═════ Provided information
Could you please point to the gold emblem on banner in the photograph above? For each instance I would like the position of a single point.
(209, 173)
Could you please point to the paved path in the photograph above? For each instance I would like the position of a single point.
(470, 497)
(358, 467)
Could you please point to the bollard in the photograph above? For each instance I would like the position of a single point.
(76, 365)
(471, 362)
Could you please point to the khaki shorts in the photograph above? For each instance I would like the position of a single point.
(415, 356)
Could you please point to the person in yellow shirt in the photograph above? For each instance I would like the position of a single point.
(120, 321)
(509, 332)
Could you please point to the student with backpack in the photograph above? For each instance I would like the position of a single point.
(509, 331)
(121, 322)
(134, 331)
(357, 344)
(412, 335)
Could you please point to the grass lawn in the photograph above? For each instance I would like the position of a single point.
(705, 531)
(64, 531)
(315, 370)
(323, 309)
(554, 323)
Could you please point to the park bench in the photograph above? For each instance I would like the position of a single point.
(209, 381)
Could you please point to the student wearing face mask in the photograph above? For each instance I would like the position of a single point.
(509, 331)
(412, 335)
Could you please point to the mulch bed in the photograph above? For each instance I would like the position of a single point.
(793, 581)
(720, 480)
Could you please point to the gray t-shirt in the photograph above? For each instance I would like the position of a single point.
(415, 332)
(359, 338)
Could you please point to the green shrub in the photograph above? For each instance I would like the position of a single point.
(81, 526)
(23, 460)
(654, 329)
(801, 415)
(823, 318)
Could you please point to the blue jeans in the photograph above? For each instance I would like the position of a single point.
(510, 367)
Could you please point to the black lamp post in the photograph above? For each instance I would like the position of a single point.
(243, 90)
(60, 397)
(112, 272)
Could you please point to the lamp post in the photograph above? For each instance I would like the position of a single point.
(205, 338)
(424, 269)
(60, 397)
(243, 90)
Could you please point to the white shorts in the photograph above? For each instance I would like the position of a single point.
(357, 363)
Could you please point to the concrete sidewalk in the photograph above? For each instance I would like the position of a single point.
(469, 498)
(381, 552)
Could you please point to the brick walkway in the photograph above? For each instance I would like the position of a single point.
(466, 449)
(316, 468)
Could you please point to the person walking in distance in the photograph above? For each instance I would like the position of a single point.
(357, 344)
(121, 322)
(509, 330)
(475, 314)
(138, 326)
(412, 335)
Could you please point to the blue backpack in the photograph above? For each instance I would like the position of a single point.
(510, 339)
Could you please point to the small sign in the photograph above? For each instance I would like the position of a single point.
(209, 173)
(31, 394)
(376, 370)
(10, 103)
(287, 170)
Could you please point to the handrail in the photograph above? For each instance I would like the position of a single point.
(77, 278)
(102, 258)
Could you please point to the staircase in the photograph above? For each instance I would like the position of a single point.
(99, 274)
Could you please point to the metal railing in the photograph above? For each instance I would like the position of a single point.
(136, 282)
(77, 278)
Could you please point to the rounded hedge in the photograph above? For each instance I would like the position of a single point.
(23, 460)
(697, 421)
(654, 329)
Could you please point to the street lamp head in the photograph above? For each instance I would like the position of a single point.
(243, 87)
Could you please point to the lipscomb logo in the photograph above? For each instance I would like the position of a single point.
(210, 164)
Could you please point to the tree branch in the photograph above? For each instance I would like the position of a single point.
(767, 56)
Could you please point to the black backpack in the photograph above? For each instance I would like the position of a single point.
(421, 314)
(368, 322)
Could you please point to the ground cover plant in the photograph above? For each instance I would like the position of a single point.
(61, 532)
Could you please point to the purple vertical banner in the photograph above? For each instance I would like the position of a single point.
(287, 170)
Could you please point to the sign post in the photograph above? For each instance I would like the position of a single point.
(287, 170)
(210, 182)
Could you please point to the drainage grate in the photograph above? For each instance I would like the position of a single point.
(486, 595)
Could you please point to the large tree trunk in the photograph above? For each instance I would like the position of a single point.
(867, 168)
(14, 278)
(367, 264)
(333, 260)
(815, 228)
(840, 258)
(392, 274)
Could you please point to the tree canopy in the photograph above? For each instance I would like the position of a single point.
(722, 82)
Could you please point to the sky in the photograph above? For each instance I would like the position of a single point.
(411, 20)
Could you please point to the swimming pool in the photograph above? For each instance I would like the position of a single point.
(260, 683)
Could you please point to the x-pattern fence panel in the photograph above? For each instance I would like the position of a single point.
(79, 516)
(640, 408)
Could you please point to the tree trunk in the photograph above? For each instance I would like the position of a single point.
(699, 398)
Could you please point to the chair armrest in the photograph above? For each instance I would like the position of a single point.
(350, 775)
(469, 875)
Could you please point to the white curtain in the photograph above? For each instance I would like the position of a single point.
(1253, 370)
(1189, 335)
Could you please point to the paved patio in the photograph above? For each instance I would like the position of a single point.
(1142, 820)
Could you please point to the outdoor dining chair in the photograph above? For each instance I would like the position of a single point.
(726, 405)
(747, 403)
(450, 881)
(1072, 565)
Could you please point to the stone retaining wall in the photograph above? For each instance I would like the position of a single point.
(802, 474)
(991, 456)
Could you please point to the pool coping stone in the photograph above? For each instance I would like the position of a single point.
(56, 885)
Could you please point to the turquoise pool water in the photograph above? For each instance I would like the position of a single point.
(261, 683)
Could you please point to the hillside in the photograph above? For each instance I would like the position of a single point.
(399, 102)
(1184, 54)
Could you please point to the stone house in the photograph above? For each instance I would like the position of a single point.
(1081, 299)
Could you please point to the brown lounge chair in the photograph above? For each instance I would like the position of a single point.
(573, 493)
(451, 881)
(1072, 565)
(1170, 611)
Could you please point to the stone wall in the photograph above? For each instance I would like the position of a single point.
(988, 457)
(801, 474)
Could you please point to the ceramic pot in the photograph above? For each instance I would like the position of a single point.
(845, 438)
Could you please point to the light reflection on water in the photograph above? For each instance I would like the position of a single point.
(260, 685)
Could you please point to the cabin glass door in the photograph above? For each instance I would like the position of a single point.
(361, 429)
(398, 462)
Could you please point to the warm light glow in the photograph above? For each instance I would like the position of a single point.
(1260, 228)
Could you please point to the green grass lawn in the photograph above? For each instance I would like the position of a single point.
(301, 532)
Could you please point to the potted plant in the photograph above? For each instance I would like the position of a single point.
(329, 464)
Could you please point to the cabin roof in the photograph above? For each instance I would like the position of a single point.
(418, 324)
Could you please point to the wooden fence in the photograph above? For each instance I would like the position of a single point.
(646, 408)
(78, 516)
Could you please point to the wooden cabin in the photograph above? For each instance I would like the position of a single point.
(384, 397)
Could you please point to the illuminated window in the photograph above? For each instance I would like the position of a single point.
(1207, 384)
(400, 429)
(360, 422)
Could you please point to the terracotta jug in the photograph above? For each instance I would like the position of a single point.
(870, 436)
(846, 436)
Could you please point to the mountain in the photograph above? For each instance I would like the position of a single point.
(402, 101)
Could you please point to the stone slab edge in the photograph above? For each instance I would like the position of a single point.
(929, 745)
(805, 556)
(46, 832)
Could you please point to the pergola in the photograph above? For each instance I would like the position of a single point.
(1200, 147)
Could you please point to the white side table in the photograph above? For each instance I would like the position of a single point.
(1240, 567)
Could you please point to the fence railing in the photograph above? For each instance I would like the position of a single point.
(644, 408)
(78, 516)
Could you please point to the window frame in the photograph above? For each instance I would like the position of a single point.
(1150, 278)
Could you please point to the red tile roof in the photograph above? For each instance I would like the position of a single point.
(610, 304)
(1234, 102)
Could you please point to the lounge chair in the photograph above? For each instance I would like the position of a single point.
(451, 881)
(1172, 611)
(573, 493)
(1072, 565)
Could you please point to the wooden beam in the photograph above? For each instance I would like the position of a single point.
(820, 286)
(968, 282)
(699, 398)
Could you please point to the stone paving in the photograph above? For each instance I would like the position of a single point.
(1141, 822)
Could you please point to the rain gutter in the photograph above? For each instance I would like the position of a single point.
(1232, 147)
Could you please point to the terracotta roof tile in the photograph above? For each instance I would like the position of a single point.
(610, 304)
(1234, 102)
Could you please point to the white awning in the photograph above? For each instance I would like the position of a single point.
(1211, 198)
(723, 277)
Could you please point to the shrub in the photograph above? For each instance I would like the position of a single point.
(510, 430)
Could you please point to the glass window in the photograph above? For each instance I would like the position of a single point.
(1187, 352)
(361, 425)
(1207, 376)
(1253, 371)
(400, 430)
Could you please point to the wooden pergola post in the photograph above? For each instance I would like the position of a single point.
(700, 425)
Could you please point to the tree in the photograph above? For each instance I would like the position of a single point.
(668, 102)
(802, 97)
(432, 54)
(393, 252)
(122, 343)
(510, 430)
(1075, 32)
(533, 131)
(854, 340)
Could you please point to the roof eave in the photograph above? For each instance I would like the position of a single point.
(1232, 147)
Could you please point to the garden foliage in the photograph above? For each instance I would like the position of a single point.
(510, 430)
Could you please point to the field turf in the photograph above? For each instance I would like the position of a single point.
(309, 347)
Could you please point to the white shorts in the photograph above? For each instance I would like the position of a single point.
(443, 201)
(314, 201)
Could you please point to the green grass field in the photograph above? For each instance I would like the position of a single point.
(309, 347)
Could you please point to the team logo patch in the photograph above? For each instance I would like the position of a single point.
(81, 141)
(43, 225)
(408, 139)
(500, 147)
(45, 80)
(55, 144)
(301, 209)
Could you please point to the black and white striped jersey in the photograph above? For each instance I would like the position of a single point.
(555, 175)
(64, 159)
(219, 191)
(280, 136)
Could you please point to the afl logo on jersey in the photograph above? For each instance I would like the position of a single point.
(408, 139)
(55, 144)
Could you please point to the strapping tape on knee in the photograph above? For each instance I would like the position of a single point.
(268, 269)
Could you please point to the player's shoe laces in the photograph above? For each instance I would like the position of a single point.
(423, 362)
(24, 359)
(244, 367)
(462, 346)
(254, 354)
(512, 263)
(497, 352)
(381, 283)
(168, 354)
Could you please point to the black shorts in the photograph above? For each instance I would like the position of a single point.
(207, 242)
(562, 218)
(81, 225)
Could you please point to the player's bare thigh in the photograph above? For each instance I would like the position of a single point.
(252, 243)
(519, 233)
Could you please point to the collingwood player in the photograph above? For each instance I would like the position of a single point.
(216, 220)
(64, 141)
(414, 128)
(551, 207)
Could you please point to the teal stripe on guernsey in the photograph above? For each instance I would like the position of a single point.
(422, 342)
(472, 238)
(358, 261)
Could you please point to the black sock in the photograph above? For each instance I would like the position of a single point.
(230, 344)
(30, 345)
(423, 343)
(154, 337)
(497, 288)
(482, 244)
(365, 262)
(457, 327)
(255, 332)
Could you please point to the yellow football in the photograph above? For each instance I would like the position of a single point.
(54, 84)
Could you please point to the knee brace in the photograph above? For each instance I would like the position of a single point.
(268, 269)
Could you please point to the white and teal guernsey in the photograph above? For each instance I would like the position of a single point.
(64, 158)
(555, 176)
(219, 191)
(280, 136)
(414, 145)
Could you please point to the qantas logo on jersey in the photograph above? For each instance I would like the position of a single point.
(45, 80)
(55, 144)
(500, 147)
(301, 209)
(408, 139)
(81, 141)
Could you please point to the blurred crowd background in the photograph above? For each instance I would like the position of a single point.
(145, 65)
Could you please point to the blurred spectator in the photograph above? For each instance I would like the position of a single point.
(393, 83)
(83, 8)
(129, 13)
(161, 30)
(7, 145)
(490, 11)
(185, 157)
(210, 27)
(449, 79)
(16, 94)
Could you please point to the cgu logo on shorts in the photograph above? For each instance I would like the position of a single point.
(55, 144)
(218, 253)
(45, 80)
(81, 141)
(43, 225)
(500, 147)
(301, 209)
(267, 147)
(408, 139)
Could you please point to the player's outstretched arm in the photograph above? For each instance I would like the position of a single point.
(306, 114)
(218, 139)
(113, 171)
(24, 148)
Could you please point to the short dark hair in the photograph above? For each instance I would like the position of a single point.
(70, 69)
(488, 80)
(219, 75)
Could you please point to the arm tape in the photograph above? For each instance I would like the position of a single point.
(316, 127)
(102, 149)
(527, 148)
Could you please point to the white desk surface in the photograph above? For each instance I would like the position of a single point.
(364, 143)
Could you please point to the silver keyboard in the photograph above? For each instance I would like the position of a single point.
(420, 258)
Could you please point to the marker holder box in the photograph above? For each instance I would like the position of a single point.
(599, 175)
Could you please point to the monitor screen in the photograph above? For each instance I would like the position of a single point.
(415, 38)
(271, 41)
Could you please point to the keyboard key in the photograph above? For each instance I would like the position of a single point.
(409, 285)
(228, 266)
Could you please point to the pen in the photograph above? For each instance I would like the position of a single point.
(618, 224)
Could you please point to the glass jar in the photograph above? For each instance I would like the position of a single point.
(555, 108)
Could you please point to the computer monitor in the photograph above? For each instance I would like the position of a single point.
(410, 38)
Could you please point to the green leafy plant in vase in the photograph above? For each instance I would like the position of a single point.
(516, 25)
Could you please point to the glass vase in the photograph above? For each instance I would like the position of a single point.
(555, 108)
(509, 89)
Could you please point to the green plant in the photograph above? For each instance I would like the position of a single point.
══════════
- _Written exercise_
The line containing "Could you please point to the keyboard" marks the start; retype it and each line after it through the end of the records above, exactly.

- _Written solution_
Could you please point to the keyboard key in the photograph above? For each instance I would like the position of a single point.
(409, 285)
(228, 266)
Could you please point to the pen in the photograph above? For each instance I would like the position of a single point.
(618, 224)
Could you please point to the glass jar in the photograph above? For each instance I would like the position of a single point.
(555, 108)
Could you please point to the computer monitor in the photograph above? For each instance I would like the position of a single point.
(410, 38)
Could you please point to the green leafy plant in vase in the photograph above? For each instance I would like the position of a single point.
(516, 25)
Could you please point to the glass vase in the photograph above? For each instance I would like the position of a single point.
(555, 108)
(509, 89)
Could you please point to the green plant in the photograph above? For each instance I would like the position of a single point.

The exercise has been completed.